# INSTRUCTIONS TO FOLLOW:
Please write the listing below out again exactly, leaving every picture behind.

# EXCERPTED RECORDS:

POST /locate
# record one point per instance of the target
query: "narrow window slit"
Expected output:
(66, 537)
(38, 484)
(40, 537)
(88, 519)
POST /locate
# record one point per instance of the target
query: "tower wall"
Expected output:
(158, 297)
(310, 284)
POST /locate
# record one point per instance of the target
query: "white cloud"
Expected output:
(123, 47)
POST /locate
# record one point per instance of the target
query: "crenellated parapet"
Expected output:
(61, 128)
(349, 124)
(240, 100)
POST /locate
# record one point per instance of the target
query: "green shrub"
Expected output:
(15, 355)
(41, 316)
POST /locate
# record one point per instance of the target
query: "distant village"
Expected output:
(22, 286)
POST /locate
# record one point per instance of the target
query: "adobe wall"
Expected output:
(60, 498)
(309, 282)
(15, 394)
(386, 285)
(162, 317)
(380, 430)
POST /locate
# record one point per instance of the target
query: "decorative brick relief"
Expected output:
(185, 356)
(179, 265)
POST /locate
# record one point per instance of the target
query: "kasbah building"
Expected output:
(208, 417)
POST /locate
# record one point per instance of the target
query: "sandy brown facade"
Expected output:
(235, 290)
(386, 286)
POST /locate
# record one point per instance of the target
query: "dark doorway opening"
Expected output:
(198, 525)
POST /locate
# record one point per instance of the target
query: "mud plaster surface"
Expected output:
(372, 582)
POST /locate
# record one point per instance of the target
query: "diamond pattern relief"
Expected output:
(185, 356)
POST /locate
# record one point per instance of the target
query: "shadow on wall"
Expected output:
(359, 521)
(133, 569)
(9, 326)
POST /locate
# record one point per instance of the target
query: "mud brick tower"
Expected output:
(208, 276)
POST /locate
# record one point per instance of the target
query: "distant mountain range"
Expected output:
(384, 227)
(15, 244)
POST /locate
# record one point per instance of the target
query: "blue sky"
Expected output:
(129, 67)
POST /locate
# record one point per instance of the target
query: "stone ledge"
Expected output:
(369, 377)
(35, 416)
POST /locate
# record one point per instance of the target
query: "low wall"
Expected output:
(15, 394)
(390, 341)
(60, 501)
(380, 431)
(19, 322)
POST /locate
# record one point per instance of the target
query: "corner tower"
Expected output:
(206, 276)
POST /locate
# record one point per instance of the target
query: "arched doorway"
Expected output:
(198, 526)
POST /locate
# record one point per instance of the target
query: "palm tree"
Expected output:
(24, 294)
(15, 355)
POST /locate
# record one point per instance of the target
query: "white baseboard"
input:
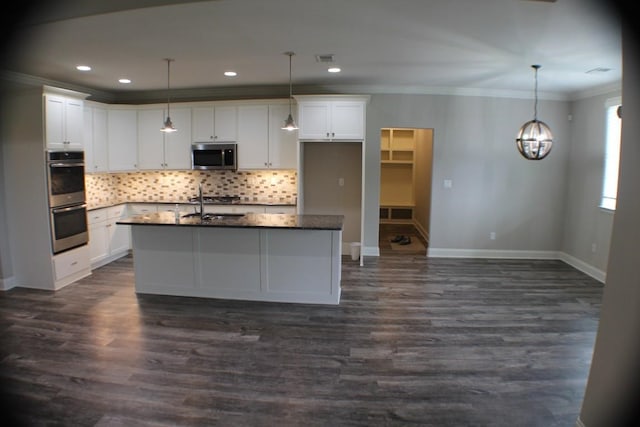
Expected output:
(490, 253)
(8, 283)
(371, 251)
(599, 275)
(582, 266)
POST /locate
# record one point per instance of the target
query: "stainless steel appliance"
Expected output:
(67, 207)
(68, 227)
(214, 155)
(65, 177)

# SOLUTION TO THIS TASK:
POST /locate
# record one point per instance of the target
query: "narrow window slit"
Expected output:
(66, 537)
(38, 484)
(40, 537)
(88, 519)
POST /locate
# record one point per instance of the target
query: "tower wall"
Expected output:
(158, 297)
(310, 284)
POST /locate
# record one point per instance of the target
query: "white cloud"
Expected output:
(123, 47)
POST /locate
# record one point per instance of the target
query: "crenellated parapet"
Expected output:
(61, 128)
(349, 124)
(240, 100)
POST /locate
# record one point per instance of the target
query: "green shrub"
Expected output:
(15, 355)
(41, 316)
POST /locate
# record one point per instance of the target
query: "distant village"
Expected output:
(22, 286)
POST /locate
# record one point per instance of the target
query: "adobe wall"
Expected output:
(60, 498)
(309, 282)
(15, 394)
(386, 285)
(162, 317)
(380, 430)
POST /locate
# record one point per instance of the target
query: "decorative brick relief"
Expected output:
(185, 356)
(179, 265)
POST /locate
# record one point per instance of the target
query: "kasbah building"
Expected output:
(208, 417)
POST /locate
# record one point per instance of the target
query: "sandy brown facade"
Expected output:
(235, 290)
(386, 286)
POST /locate
# record one point per instance of the target
query: "dark doorway opening"
Expected output:
(198, 525)
POST /locate
# record one point per instance of the target
query: "mud plaster surface"
Expected output:
(372, 582)
POST /locate
# record one point per instance of the target
query: "diamond pattern relief"
Expected output:
(185, 356)
POST /locate
# record one point per instance of the target
query: "shadow on wall"
Expected output:
(359, 521)
(133, 569)
(9, 326)
POST /locate
# record one point per instance of the target
query: "mud brick tower"
Expected output:
(208, 276)
POST /locate
# record one point per instance of the target
query: "distant mountain range"
Expected output:
(384, 227)
(15, 244)
POST /locate
# record one point per instance of the target
query: "blue sky"
Expected output:
(129, 67)
POST /locate
# record one point per instance of the target
query: "stone ledge"
Expected output:
(369, 377)
(35, 416)
POST /locate
# record one point per instance of the target
query: "low wall"
Expected output:
(15, 394)
(390, 341)
(60, 501)
(380, 431)
(19, 322)
POST /locate
# record one point per instance of the target
query: "corner tower"
Expected output:
(206, 276)
POST /locate
# record one point per instance of the target
query: "arched doorway"
Expected output:
(198, 526)
POST /locate
# record one point per instance of the target
query: "palm tree"
Expected output:
(24, 294)
(15, 355)
POST /locate
# record one point per instance of the target
query: "white baseboard"
input:
Expected output:
(490, 253)
(8, 283)
(371, 251)
(599, 275)
(582, 266)
POST /locate
# record one point per instance of the target
query: "stainless steel appliance"
Expected output:
(67, 207)
(68, 227)
(214, 155)
(65, 177)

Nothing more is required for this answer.